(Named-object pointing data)
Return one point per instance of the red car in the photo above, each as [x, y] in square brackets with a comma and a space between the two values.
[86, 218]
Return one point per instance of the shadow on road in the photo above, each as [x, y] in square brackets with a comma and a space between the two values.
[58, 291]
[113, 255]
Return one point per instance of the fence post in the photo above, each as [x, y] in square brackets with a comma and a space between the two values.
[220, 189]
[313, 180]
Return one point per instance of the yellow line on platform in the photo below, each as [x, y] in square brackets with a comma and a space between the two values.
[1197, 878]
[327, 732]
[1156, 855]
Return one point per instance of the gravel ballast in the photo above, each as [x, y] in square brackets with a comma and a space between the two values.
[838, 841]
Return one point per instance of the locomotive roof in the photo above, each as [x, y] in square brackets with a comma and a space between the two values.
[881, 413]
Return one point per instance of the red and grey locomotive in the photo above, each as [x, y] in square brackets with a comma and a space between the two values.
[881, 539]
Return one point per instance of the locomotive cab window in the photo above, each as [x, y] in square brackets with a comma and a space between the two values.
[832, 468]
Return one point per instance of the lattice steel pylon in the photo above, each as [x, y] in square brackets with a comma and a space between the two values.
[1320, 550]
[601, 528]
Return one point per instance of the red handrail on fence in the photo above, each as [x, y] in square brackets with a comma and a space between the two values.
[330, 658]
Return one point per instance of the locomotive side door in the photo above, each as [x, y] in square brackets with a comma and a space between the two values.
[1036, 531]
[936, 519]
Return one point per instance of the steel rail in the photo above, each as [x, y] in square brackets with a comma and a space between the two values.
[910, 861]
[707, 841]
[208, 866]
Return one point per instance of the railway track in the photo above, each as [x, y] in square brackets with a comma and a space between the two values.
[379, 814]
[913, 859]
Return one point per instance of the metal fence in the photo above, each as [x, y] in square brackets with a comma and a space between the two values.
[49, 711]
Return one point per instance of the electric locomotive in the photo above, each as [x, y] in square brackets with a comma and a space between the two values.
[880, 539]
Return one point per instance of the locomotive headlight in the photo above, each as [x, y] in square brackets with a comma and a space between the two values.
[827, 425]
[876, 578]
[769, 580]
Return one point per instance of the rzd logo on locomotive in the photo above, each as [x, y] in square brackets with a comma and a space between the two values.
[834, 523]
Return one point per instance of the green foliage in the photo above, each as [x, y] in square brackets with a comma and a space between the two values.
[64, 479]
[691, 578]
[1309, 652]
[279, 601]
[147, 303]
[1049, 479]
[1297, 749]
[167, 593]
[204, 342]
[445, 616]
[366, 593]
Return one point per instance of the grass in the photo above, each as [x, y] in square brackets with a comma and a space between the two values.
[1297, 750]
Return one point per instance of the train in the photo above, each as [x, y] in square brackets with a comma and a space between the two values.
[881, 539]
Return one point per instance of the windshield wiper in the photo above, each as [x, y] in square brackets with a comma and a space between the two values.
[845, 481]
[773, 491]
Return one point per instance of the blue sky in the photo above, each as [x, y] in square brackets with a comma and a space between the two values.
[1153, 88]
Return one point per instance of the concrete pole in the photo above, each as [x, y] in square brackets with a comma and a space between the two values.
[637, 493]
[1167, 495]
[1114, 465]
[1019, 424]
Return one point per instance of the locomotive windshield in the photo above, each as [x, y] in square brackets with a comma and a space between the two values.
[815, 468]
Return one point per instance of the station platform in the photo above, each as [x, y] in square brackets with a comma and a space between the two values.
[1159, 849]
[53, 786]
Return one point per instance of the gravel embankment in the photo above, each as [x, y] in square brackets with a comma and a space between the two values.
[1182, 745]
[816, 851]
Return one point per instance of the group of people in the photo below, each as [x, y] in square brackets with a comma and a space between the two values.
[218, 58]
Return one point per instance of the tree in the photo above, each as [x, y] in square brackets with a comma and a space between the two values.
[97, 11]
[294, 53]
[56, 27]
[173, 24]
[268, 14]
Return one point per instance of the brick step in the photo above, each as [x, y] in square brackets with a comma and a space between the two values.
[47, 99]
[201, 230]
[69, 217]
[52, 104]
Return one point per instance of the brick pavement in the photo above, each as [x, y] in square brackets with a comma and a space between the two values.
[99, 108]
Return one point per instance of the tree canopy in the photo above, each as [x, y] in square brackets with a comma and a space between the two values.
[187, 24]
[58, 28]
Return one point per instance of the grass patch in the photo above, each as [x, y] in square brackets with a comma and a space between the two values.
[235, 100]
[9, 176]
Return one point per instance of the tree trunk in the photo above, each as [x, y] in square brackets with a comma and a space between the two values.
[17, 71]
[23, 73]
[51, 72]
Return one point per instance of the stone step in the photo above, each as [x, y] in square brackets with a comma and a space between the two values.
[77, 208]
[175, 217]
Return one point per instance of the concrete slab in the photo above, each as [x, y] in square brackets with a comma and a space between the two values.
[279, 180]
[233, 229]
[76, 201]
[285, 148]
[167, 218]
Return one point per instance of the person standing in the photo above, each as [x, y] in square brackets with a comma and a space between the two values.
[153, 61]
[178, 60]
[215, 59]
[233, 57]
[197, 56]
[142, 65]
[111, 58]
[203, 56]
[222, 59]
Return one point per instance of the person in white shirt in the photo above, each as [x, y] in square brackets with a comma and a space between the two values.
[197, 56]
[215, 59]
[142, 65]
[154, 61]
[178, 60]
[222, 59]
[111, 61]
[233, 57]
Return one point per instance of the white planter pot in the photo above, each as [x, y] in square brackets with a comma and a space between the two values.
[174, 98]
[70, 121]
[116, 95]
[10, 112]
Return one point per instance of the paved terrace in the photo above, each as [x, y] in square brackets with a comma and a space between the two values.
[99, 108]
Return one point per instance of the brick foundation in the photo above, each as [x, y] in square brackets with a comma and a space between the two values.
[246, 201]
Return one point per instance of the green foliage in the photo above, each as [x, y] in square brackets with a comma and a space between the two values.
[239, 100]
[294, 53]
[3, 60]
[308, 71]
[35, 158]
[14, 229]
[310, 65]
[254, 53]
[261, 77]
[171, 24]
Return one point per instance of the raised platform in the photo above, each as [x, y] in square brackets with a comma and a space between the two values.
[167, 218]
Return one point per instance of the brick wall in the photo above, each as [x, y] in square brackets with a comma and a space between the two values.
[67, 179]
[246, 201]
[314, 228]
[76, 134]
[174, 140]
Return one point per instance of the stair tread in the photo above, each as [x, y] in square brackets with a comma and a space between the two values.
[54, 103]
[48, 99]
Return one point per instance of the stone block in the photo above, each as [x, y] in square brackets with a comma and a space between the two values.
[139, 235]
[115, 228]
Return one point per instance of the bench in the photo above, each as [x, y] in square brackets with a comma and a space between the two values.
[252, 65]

# Short task:
Convert every line of the data above into a Markdown table with the columns "Row" and "Line", numbering the rows and omitting blank lines.

# Solution:
| Row | Line |
|---|---|
| 1 | Return one point per instance of the red car in the photo above, each as [x, y] in square brackets with a comma and a space between the two values. |
| 2 | [86, 218] |
| 3 | Return one point per instance of the shadow on road in the photo above, each as [x, y] in square brackets with a comma and a space between the two values. |
| 4 | [58, 291] |
| 5 | [113, 255] |
| 6 | Return one point per instance of the fence post in the photo above, each as [x, y] in square brackets with a comma and a space between the two values. |
| 7 | [220, 189] |
| 8 | [313, 180] |
| 9 | Return one point per instance of the yellow line on platform in the photo below, each as [x, y] in square brackets with a comma and a space between the two values. |
| 10 | [1197, 878] |
| 11 | [327, 732] |
| 12 | [1156, 855] |
| 13 | Return one point per instance of the gravel ballast in the photo above, each as [x, y] in square brackets with a comma and a space between the two values. |
| 14 | [838, 841] |
| 15 | Return one point per instance of the locomotive roof in the photo above, each as [x, y] in square brackets with a comma and a space between the two values. |
| 16 | [881, 413] |
| 17 | Return one point per instance of the red and grey locomotive in the photo above, each as [x, y] in square brackets with a comma and a space between the two values. |
| 18 | [881, 539] |
| 19 | Return one point per instance of the locomotive cab window in the photo above, each as [x, y] in square brackets with a comma and a space between the two values. |
| 20 | [832, 468] |
| 21 | Return one point per instance of the lattice steel pylon in the photo above, each as [x, y] in square brackets with a comma and a space between the two values. |
| 22 | [1320, 550] |
| 23 | [601, 528] |
| 24 | Return one point per instance of the red handrail on fence in the photo above, each as [x, y] in square brackets with a comma and a space between the two values. |
| 25 | [330, 658] |
| 26 | Return one point per instance of the locomotive side door in the photo above, each as [x, y] in square brackets with a comma and a space between the two values. |
| 27 | [1036, 531] |
| 28 | [936, 519] |
| 29 | Return one point per instance of the steel rail in the photo above, each as [x, y] in square brackets with a comma and a space between the two values. |
| 30 | [910, 861] |
| 31 | [707, 841] |
| 32 | [208, 866] |
| 33 | Return one point per instance of the railway track in the photo above, each as [x, y] in square brackets with a comma and a space between the two values. |
| 34 | [379, 814] |
| 35 | [913, 859] |
| 36 | Return one point per instance of the metal fence in the photo above, each as [x, y] in square brackets with a comma and a space between the two values. |
| 37 | [49, 711] |
| 38 | Return one point per instance of the electric locomotive in the photo above, each as [x, y] in square brackets with a comma and a space between the two values. |
| 39 | [880, 539] |
| 40 | Return one point per instance of the locomotive headlight in the photo above, each as [x, y] in square brackets with a comma and a space between the two values. |
| 41 | [827, 425] |
| 42 | [876, 578] |
| 43 | [769, 580] |
| 44 | Return one point per instance of the rzd logo on locomotive in the photo above, each as [x, y] in square brackets with a comma and a space between the two values. |
| 45 | [834, 523] |
| 46 | Return one point per instance of the green foliage in the photo above, each as [x, y] in square brackets with a comma and a space between the two values. |
| 47 | [64, 479] |
| 48 | [691, 578] |
| 49 | [1309, 652] |
| 50 | [279, 601] |
| 51 | [147, 303] |
| 52 | [1049, 479] |
| 53 | [1297, 749] |
| 54 | [167, 593] |
| 55 | [204, 342] |
| 56 | [445, 616] |
| 57 | [366, 593] |
| 58 | Return one point per instance of the grass in the photo above, each as [x, y] in square brackets with a comma and a space between the two values. |
| 59 | [1297, 750] |
| 60 | Return one point per instance of the train in the photo above, each as [x, y] in square brackets with a comma and a space between the two values. |
| 61 | [881, 539] |
| 62 | Return one point per instance of the windshield wiper in the photo above, each as [x, y] in square brackets with a comma and a space between the two values. |
| 63 | [845, 481] |
| 64 | [773, 491] |
| 65 | Return one point per instance of the blue sky in the photo above, each as [x, y] in square brackets with a comma and a space between the two values. |
| 66 | [1153, 88] |
| 67 | Return one point per instance of the concrete pole in the photo above, each as [x, y] in square brackets with a comma and a space between the two values. |
| 68 | [637, 493] |
| 69 | [1167, 495] |
| 70 | [1114, 465] |
| 71 | [1019, 424] |
| 72 | Return one point per instance of the locomotive windshield in the photo above, each as [x, y] in square brackets with a comma and a space between the two values. |
| 73 | [815, 468] |
| 74 | Return one point per instance of the station platform in the photo above, each as [x, y] in square brackets with a comma and a space between the two values. |
| 75 | [1159, 849] |
| 76 | [53, 786] |
| 77 | Return one point per instance of the gravel embankment in the photo above, each as [x, y] in square brackets with a comma and a space between the two values. |
| 78 | [1182, 745] |
| 79 | [816, 851] |
| 80 | Return one point per instance of the group of people in the photo below, each as [x, y] in square brackets with a comma and a space between the two values. |
| 81 | [218, 58] |
| 82 | Return one point per instance of the tree in the photo above, each as [x, y] in square brackets with a comma and a space between the two values. |
| 83 | [97, 11] |
| 84 | [294, 53] |
| 85 | [56, 27] |
| 86 | [173, 24] |
| 87 | [268, 14] |
| 88 | Return one point per instance of the brick step in the photo above, each as [x, y] in square brackets with a comma and a space between the two values. |
| 89 | [47, 99] |
| 90 | [201, 230] |
| 91 | [69, 217] |
| 92 | [52, 104] |
| 93 | Return one point per instance of the brick pavement in the photo above, each as [x, y] in square brackets with a comma and a space between the two values. |
| 94 | [99, 108] |
| 95 | Return one point per instance of the tree canopy in the photo above, each as [x, y] in square brackets with a comma and a space between the two values. |
| 96 | [187, 24] |
| 97 | [58, 28] |
| 98 | Return one point per instance of the grass patch in the photo above, each as [x, y] in square brackets with a comma and a space between the two values. |
| 99 | [235, 100] |
| 100 | [9, 176] |
| 101 | Return one point per instance of the tree trunk in the photo above, each as [x, y] in square brackets with a comma and a space between the two values. |
| 102 | [17, 71] |
| 103 | [23, 73] |
| 104 | [51, 72] |
| 105 | Return one point per instance of the stone step in the photo above, each as [x, y] in square brackets with a comma and a space between the two values. |
| 106 | [77, 208] |
| 107 | [175, 217] |
| 108 | Return one point per instance of the concrete slab in the photo above, each as [x, y] in square brackets with a comma and a space between the two values. |
| 109 | [279, 180] |
| 110 | [233, 229] |
| 111 | [76, 201] |
| 112 | [285, 148] |
| 113 | [167, 218] |
| 114 | Return one point per instance of the person standing in the photo above, each as [x, y] in square brackets with a comma and a space between the two values. |
| 115 | [153, 61] |
| 116 | [178, 60] |
| 117 | [215, 59] |
| 118 | [233, 57] |
| 119 | [197, 56] |
| 120 | [142, 65] |
| 121 | [111, 58] |
| 122 | [203, 56] |
| 123 | [222, 59] |
| 124 | Return one point per instance of the person in white shirt in the photo above, each as [x, y] in square brackets with a comma and a space between the two values. |
| 125 | [197, 56] |
| 126 | [215, 59] |
| 127 | [142, 65] |
| 128 | [154, 61] |
| 129 | [178, 60] |
| 130 | [222, 59] |
| 131 | [111, 61] |
| 132 | [233, 57] |
| 133 | Return one point per instance of the white planter pot in the photo above, each as [x, y] in square brackets with a comma and a space between the two values. |
| 134 | [174, 98] |
| 135 | [70, 121] |
| 136 | [116, 95] |
| 137 | [10, 112] |
| 138 | Return one point per instance of the paved terrace in the photo above, each as [x, y] in square brackets with a comma and a space between the two values. |
| 139 | [99, 108] |
| 140 | Return one point per instance of the brick foundation in the photo above, each as [x, y] in square brackets with a comma and a space between the two values. |
| 141 | [246, 201] |
| 142 | Return one point per instance of the green foliage in the photo above, each as [x, y] in square brackets with a comma and a space between the two values. |
| 143 | [239, 100] |
| 144 | [294, 53] |
| 145 | [3, 60] |
| 146 | [308, 71] |
| 147 | [35, 158] |
| 148 | [14, 229] |
| 149 | [310, 65] |
| 150 | [254, 53] |
| 151 | [261, 77] |
| 152 | [171, 24] |
| 153 | Return one point per instance of the raised platform in the photo above, each as [x, y] in square brackets with a comma and a space between the two values. |
| 154 | [167, 218] |
| 155 | Return one point per instance of the brick wall in the photo above, each as [x, y] in square brackets with a comma and a space between the two values. |
| 156 | [67, 179] |
| 157 | [246, 201] |
| 158 | [314, 228] |
| 159 | [76, 134] |
| 160 | [174, 140] |
| 161 | Return one point per instance of the stair tread in the photo above, each as [x, y] in square brackets with a comma and a space between the two values. |
| 162 | [54, 103] |
| 163 | [48, 99] |
| 164 | Return one point per instance of the stone block in the photo above, each as [x, y] in square brackets with a comma and a space between the two values. |
| 165 | [139, 235] |
| 166 | [115, 228] |
| 167 | Return one point per instance of the bench in the photo above, each as [x, y] in square brackets with a comma and a space between the two values. |
| 168 | [252, 65] |